BEGIN Text section

The Nissan Qashqai (first generation) (known as the Nissan Dualis in Australia and Japan and as the Nissan Xiaoke in China) is a compact SUV that was produced by Japanese carmaker Nissan from December 2006 to October 2015. Designed by a team led by Stefan Schwarz, the Qashqai is widely regarded as one of the first urban crossovers and the first Nissan developed almost entirely in Europe. Development began in 2002 to replace the poorly marketed second-generation Almera. Two years later, a concept was presented at the Geneva Motor Show. The production version was presented in September 2006 at the Paris Motor Show, and sales began in Europe and the Middle East in 2007. By 2009, the Qashqai was also sold in South Africa, China, Japan, Australia and New Zealand.

END Text section
BEGIN Dataset

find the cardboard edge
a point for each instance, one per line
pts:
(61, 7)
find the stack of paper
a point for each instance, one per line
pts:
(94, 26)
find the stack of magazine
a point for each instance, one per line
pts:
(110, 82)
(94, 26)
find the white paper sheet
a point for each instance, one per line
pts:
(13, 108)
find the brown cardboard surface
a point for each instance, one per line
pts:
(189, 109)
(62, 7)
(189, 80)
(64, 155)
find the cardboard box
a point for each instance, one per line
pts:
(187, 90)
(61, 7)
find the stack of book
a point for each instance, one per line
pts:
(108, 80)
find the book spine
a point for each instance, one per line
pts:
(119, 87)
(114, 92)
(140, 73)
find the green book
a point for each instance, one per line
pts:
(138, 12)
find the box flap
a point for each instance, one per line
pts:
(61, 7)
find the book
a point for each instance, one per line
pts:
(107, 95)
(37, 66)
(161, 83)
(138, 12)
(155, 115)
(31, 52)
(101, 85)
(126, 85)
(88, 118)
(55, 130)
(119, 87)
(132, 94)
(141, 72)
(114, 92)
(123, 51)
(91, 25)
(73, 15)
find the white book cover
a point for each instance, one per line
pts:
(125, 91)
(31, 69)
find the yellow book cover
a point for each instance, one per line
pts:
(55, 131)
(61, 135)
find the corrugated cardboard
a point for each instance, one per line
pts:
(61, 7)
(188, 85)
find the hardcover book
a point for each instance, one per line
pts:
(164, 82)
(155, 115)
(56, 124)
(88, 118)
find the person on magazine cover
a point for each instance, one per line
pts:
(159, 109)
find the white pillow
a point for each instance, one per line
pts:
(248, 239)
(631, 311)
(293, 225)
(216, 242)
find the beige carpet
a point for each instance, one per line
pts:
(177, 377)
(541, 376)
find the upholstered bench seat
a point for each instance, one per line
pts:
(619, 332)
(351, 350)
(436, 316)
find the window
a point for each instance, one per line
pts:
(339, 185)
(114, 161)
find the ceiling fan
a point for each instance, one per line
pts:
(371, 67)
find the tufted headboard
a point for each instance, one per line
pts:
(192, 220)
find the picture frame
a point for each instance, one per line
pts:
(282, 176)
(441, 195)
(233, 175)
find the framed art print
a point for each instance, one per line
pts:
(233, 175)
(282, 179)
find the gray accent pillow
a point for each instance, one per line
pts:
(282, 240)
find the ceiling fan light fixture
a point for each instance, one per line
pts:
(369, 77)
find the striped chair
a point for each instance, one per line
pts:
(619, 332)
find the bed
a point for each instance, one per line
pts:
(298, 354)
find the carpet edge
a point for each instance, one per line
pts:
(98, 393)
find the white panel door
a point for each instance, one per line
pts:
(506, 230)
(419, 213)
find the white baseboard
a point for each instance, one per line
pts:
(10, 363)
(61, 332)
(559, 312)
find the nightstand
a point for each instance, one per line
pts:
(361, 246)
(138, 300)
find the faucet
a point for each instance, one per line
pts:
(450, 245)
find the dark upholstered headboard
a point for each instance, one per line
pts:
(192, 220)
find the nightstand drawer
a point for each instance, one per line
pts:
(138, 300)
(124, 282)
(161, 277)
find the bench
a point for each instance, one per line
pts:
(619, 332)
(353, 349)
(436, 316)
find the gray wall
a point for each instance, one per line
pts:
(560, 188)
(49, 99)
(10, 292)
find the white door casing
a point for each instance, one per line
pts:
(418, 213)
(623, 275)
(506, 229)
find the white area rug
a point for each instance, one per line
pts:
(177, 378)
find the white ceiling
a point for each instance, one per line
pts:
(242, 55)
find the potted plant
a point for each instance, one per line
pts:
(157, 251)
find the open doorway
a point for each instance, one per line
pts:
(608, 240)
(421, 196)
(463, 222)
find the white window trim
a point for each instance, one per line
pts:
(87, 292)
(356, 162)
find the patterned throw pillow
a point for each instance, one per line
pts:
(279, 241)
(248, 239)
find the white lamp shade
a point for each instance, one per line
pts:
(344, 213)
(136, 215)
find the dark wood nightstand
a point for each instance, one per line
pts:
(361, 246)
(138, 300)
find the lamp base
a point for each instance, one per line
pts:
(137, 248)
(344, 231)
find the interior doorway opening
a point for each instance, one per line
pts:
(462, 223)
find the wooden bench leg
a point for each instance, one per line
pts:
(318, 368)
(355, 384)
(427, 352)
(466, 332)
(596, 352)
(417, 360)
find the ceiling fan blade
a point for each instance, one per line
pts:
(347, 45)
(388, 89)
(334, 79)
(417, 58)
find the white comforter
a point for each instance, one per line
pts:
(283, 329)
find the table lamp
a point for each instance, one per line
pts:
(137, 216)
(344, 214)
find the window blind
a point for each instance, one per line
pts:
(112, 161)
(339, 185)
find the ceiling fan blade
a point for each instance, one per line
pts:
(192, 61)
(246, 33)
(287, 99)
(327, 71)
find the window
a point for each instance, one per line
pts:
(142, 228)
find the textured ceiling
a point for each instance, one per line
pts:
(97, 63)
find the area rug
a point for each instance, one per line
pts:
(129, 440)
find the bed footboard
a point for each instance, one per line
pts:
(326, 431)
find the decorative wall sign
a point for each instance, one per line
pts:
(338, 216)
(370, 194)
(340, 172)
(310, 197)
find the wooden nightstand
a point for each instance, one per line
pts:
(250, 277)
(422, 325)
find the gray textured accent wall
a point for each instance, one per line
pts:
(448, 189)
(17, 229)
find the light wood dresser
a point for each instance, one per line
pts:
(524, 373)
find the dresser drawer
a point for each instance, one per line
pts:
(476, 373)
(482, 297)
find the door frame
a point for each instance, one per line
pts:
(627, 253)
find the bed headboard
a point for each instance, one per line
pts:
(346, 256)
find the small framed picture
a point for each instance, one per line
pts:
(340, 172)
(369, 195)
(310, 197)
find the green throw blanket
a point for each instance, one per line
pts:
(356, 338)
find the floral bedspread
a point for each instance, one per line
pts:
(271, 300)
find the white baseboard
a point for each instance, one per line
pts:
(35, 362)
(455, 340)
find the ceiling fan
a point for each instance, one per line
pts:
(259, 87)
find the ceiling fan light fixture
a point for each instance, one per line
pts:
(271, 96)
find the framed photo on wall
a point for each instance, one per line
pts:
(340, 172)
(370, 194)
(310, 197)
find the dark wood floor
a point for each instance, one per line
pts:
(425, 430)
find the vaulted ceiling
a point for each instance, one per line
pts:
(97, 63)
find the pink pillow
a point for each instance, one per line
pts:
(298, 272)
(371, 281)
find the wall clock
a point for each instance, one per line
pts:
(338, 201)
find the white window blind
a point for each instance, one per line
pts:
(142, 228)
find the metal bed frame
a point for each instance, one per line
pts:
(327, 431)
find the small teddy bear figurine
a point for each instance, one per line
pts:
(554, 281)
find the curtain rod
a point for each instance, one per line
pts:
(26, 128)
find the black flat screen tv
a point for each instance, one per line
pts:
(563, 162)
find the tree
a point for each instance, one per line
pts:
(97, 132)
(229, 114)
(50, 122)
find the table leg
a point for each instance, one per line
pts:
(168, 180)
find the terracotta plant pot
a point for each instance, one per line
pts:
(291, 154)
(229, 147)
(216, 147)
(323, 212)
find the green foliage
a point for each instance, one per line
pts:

END Dataset

Using the information:
• a. Translate this sentence from the text on the first-generation Nissan Qashqai into Spanish: "Two years later, a concept was presented at the Geneva Motor Show."
• b. Resume the text on the first-generation Nissan Qashqai, starting after its last sentence.
Nothing in the listing is needed here.

Written responses:
• a. Dos años después, se presentó un vehículo conceptual en el Salón del Automóvil de Ginebra.

• b.
The Qashqai was initially only a five-seat model, until a longer seven-seat version named Qashqai+2 launched in Europe in September 2008. Both were facelifted in 2010, featuring a sportier exterior design. By this time, the vehicle was a global success, reaching its one millionth car sold in May 2011. Production in Sunderland, United Kingdom, ended in March 2014, when a second-generation model was introduced. Subsequently, production ended in Japan in 2014 and in China in 2015. Total cumulative sales reached 2 million by 2014, making the Qashqai a great success for Nissan, which helped it earn the nickname "cash cow".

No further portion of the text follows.